#### WHAT TO PRODUCE
Copy the listing that follows, line for line, without a single difference.

#### DATA SUPPLIED

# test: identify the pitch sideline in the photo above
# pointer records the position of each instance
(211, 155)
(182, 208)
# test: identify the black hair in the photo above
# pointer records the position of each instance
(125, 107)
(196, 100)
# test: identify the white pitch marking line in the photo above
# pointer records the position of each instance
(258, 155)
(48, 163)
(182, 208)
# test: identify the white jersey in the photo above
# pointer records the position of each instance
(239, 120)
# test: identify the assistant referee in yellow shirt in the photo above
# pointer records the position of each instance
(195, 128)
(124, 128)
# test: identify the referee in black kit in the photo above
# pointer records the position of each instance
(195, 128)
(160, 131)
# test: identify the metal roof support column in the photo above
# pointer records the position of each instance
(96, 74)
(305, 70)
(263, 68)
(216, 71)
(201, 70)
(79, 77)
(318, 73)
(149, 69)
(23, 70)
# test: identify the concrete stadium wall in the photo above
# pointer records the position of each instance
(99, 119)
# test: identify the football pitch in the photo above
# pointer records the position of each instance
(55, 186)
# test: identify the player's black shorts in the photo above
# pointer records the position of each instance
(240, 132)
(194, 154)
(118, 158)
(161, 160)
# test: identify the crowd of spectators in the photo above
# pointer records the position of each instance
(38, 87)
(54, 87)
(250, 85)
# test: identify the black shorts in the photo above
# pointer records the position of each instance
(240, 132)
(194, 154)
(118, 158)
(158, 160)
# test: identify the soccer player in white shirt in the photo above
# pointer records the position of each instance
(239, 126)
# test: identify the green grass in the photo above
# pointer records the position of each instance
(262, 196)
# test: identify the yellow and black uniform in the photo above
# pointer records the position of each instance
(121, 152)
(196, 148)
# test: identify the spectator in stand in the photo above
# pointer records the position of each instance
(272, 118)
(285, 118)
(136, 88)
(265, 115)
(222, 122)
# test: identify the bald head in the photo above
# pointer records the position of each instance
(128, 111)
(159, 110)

#### WORKED SOLUTION
# test: identify the pitch sideline in the photo above
# pointer records the position of each instance
(211, 155)
(182, 208)
# test: identify the black hair in the photo above
# pointer records the position of each instance
(125, 107)
(196, 100)
# test: identify the white pitch marking line in the photo above
# pointer records the position of each instance
(258, 155)
(48, 163)
(182, 208)
# test: identify the white jersey in the photo above
# pointer records the position of each instance
(239, 120)
# test: identify the assistant referee in yellow shirt in the photo above
# pointer records the position of each instance
(195, 128)
(124, 128)
# test: identify the referee in black kit in the photo above
# pointer records the position of each instance
(195, 128)
(160, 131)
# test: identify the metal roof support column in the photo above
# pointer records the position of each instance
(96, 74)
(305, 70)
(263, 68)
(216, 71)
(201, 70)
(79, 77)
(318, 73)
(149, 69)
(23, 70)
# test: identify the concrete stadium wall in the photo above
# pointer records the position of each instance
(99, 119)
# test: identify the football pitch in the photo above
# pointer records the position of each instance
(55, 186)
# test: identify the player's black shorts in the photo above
# pointer records the position of each instance
(240, 132)
(194, 154)
(118, 158)
(161, 160)
# test: identify the crowd of spectators in the photo above
# pointer records the position of each instance
(38, 87)
(54, 87)
(250, 85)
# test: identify the black shorts in the photo above
# pointer records the position of each instance
(240, 132)
(194, 154)
(118, 158)
(158, 160)
# test: identify the soccer player in white shirt in the photo above
# pointer records the position of each instance
(239, 126)
# test: identify the green grass in the photo above
# pointer records the position of each instance
(262, 196)
# test: identify the yellow and black uniform in the photo above
# pointer records the position of each instance
(121, 152)
(196, 148)
# test: identify the spectator in stand in the photo above
# pointer records the position of each instance
(272, 118)
(285, 118)
(136, 88)
(265, 115)
(222, 122)
# test: identify the bald head in the photo above
# pointer records the position of each instance
(128, 111)
(159, 110)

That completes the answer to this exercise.